- _YOUR INSTRUCTIONS_:
Say how many lines of the listing below hold the word "segment". Give only that number.
----------
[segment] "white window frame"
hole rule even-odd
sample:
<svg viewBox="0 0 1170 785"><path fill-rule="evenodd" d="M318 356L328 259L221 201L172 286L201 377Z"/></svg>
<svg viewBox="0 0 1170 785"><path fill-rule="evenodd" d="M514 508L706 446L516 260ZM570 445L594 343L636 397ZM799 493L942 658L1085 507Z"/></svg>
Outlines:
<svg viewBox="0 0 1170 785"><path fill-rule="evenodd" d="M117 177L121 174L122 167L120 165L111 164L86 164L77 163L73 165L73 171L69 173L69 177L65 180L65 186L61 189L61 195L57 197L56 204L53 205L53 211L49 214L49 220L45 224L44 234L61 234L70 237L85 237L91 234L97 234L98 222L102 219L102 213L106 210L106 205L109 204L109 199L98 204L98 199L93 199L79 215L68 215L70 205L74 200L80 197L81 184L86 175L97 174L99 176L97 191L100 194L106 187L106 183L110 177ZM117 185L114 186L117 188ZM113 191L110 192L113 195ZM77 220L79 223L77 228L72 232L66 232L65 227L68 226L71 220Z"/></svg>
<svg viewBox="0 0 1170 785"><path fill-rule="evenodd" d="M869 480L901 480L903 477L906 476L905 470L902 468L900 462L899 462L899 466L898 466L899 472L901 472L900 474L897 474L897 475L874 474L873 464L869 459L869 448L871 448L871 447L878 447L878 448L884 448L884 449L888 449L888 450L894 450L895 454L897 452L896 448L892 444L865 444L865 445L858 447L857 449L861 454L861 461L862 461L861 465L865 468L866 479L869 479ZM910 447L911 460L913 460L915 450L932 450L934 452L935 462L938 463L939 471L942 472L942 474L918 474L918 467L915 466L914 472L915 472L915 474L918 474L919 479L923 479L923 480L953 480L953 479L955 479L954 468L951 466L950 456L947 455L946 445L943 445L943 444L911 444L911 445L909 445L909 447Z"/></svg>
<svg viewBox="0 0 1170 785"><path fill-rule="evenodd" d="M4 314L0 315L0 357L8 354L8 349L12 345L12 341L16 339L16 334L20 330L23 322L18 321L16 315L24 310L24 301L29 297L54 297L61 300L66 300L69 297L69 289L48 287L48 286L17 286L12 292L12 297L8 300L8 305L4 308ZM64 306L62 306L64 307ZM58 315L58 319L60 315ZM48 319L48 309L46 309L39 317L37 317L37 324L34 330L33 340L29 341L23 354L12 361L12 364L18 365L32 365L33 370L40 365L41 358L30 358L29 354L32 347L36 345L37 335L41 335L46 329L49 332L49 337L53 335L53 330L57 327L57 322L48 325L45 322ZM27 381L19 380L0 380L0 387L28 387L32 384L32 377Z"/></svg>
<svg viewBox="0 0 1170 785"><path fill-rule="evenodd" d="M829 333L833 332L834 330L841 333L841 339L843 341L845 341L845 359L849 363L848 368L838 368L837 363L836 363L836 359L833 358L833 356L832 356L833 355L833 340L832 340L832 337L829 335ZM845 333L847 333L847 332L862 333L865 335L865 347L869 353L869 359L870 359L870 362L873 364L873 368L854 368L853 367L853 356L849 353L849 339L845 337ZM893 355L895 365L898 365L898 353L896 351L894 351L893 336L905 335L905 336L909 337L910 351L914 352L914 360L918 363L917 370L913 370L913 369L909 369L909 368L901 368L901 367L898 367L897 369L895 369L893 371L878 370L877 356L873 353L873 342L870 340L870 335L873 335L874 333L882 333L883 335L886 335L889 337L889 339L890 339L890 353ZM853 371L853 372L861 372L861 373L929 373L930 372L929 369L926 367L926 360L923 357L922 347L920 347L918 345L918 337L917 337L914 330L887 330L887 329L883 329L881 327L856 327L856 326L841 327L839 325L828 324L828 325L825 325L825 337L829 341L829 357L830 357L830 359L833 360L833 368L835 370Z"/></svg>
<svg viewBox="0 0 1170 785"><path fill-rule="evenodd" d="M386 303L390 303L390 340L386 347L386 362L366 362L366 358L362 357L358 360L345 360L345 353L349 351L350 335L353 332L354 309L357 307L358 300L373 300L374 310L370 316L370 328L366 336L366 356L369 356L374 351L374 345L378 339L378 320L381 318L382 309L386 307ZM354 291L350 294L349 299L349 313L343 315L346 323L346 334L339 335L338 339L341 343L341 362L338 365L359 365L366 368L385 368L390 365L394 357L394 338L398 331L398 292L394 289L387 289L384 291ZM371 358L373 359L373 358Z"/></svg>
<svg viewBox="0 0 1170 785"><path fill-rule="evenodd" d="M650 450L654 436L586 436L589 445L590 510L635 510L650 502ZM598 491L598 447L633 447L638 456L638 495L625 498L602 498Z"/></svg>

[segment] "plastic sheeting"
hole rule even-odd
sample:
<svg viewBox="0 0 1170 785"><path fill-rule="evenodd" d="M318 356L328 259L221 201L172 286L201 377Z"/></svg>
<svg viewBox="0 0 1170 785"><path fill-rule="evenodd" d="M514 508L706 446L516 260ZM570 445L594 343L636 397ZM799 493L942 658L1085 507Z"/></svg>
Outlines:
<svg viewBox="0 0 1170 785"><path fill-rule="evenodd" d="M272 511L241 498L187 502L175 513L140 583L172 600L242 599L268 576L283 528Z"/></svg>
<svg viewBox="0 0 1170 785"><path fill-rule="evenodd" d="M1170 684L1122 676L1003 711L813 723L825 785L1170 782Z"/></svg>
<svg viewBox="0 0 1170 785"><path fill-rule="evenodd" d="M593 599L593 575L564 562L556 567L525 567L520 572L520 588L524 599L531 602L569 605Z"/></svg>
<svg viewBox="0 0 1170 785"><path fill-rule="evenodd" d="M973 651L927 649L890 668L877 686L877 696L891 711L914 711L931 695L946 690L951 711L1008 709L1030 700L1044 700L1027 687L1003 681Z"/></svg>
----------
- _ANSWER SECTION_:
2